START DOCUMENT SECTION

NHI would pay long term care facilities and home care agencies a global (lump sum) budget to cover all operating expenses. For-profit nursing homes and home care agencies would be transformed to not-for-profit status. Doctors, nurses, therapists, and other individual long term care providers would be paid on either a fee-for-service or salaried basis.

Since most disabled and elderly people would prefer to remain in their homes, the program would encourage home and community based services. The 7 million unpaid care-givers such as family and friends who currently provide 70% of all long term care would be assisted through training, respite services, and in some cases financial support. Nurses and social workers, as well as an expanded cadre of trained geriatric physicians, would assume leadership of the system.

[*Activities of daily living (ADLs) include: bathing, dressing, going to the toilet, getting outside, walking, transferring from bed to chair, or eating. Instrumental activities of daily living (IADLs) include: cooking, cleaning, shopping, taking medications, doing laundry, making phone calls, and managing money.]

Only a handful of Americans have private coverage for long term care. For the rest, only virtual bankruptcy brings entitlement to public coverage under Medicaid. Universal coverage must be combined with local flexibility to match services to needs, overall budgetary limits, and simplified regulations that minimize bureaucracy and assure that payments benefit patients, not executives or investors.

Our proposal borrows features from successful programs in some Canadian provinces and in Germany. The German program, in particular, demonstrates the fiscal and human advantages of encouraging rather than displacing family caregivers - offering them recompense, training and other supports.

END DOCUMENT SECTION
START AVAILABLE DATA

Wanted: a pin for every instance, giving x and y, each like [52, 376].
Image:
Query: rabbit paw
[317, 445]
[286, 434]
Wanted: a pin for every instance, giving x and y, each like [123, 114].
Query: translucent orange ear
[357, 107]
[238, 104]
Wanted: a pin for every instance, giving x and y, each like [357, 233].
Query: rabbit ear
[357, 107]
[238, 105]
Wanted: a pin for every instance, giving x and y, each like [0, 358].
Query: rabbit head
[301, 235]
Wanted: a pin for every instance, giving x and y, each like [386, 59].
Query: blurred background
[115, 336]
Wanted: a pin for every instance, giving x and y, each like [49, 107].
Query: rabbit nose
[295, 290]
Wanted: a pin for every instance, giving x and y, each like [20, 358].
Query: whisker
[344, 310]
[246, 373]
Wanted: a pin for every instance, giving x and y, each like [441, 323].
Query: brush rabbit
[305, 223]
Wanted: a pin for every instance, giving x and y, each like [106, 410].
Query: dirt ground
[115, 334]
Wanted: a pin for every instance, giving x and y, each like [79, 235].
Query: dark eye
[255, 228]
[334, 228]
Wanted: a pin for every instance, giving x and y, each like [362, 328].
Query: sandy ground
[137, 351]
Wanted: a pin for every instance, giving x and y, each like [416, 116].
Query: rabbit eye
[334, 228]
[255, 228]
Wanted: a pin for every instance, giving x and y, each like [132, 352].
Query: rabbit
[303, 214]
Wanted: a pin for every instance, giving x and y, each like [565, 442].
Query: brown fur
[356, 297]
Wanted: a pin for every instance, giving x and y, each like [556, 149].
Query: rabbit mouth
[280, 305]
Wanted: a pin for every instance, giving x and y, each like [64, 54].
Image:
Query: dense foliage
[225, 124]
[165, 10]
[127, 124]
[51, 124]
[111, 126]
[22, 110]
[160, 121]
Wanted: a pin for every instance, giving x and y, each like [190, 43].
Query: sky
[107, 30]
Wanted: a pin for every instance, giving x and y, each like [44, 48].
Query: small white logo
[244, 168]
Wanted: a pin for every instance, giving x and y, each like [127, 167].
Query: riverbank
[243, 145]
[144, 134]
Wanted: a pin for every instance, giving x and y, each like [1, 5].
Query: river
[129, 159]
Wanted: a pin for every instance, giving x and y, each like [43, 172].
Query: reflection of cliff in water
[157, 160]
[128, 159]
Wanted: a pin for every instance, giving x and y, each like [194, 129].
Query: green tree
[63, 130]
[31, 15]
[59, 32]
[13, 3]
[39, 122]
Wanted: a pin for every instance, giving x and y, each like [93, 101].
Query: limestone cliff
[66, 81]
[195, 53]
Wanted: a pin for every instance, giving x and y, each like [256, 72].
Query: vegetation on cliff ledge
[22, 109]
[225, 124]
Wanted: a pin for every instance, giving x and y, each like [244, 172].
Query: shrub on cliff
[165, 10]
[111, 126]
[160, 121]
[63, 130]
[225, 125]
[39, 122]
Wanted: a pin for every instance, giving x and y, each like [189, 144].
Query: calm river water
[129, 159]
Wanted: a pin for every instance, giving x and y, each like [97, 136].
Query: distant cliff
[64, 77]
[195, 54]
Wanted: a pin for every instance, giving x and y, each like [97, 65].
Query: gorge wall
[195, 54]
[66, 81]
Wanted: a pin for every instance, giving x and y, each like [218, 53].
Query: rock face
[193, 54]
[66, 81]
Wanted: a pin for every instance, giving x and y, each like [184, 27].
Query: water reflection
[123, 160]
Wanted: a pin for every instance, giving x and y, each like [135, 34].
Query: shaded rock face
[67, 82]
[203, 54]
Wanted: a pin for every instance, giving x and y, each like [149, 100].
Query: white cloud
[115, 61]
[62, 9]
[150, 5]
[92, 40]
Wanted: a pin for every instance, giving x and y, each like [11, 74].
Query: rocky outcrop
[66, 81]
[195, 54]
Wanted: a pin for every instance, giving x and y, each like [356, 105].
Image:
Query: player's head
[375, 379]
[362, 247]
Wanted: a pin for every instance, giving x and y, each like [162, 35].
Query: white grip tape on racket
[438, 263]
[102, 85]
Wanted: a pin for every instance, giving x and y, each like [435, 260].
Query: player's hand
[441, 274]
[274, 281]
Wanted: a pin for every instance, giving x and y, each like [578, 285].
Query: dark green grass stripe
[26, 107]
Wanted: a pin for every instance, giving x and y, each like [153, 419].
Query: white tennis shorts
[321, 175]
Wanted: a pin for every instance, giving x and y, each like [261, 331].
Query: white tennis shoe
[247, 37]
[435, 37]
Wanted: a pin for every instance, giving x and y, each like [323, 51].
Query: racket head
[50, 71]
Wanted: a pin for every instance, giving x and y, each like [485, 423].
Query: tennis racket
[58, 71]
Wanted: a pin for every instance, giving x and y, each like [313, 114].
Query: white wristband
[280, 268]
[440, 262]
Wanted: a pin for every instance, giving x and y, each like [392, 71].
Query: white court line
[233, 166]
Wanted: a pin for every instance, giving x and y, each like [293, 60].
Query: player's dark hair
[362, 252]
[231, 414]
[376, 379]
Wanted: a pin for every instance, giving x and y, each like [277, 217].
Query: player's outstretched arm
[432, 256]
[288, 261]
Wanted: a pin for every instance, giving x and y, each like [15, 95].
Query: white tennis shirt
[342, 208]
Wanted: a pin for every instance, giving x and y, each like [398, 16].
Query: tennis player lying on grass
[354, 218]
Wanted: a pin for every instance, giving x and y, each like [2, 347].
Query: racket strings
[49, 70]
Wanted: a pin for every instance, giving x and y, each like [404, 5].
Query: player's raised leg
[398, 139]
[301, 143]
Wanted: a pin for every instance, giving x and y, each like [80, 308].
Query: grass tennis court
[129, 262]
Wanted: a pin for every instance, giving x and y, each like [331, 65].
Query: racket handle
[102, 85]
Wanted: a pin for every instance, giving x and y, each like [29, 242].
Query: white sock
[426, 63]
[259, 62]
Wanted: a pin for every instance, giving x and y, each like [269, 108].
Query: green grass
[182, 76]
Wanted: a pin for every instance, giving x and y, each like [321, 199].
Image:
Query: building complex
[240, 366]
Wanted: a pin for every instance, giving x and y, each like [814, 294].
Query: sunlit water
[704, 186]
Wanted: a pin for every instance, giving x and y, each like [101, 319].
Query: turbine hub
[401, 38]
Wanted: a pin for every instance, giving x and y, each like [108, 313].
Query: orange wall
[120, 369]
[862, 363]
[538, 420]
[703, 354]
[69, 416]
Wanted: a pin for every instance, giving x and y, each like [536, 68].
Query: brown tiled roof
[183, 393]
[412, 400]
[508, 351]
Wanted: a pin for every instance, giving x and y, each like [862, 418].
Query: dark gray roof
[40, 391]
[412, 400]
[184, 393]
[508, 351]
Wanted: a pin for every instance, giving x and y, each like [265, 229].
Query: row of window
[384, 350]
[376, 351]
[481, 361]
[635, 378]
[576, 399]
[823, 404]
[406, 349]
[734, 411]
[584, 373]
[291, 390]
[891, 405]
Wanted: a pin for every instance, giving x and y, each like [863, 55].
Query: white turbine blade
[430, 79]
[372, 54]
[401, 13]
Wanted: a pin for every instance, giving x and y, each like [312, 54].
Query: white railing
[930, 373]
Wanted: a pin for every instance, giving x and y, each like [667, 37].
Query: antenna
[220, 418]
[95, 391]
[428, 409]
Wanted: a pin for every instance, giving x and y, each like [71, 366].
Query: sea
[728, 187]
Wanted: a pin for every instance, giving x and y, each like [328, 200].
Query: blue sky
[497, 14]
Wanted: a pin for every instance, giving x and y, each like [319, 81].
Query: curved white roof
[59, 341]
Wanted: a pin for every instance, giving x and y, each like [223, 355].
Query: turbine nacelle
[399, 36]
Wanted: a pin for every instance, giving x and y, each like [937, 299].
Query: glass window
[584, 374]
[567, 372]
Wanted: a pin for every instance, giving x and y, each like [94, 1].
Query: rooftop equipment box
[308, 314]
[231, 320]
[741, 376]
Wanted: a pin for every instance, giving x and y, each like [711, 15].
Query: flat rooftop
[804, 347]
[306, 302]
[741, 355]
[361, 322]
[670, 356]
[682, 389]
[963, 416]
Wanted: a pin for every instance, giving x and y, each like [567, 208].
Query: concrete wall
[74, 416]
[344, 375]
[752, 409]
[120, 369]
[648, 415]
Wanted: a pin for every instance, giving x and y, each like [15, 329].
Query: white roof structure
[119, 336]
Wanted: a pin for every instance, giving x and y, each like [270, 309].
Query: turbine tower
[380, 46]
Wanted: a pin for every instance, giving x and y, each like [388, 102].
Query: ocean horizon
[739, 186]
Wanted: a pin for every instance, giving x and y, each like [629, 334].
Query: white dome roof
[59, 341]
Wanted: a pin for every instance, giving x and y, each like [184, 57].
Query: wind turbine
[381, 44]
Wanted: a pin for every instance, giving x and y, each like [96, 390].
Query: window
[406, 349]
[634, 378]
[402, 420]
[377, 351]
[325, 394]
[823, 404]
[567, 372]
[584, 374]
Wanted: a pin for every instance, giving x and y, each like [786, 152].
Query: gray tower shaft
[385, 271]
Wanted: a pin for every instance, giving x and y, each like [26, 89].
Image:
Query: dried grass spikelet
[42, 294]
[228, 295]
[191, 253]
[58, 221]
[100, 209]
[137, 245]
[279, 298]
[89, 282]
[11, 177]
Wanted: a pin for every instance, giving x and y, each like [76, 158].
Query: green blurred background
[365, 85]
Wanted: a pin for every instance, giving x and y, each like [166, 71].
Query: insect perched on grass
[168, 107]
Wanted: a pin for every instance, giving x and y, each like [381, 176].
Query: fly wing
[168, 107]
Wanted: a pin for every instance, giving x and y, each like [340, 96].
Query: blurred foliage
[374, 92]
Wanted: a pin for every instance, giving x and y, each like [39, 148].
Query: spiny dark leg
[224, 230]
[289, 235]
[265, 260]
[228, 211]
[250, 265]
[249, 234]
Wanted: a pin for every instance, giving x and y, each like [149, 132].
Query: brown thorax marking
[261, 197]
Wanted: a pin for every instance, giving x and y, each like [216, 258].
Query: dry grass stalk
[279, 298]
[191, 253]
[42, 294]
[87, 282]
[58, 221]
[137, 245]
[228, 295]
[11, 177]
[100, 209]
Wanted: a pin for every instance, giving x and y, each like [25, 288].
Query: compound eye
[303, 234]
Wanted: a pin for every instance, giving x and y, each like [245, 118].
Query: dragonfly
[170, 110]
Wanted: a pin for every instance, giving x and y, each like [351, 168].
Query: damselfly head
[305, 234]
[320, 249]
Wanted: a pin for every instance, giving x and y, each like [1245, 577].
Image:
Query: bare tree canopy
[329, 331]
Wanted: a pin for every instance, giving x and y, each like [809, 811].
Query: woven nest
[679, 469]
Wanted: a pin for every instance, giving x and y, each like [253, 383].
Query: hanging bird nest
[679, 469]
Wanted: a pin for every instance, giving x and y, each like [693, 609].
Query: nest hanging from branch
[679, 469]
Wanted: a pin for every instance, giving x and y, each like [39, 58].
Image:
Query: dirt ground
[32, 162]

END AVAILABLE DATA

*ACTION ITEM*.
Repeat the section of the long term care proposal that starts with "NHI would pay" and continues through "of the system.".

*TASK RESPONSE*.
NHI would pay long term care facilities and home care agencies a global (lump sum) budget to cover all operating expenses. For-profit nursing homes and home care agencies would be transformed to not-for-profit status. Doctors, nurses, therapists, and other individual long term care providers would be paid on either a fee-for-service or salaried basis.

Since most disabled and elderly people would prefer to remain in their homes, the program would encourage home and community based services. The 7 million unpaid care-givers such as family and friends who currently provide 70% of all long term care would be assisted through training, respite services, and in some cases financial support. Nurses and social workers, as well as an expanded cadre of trained geriatric physicians, would assume leadership of the system.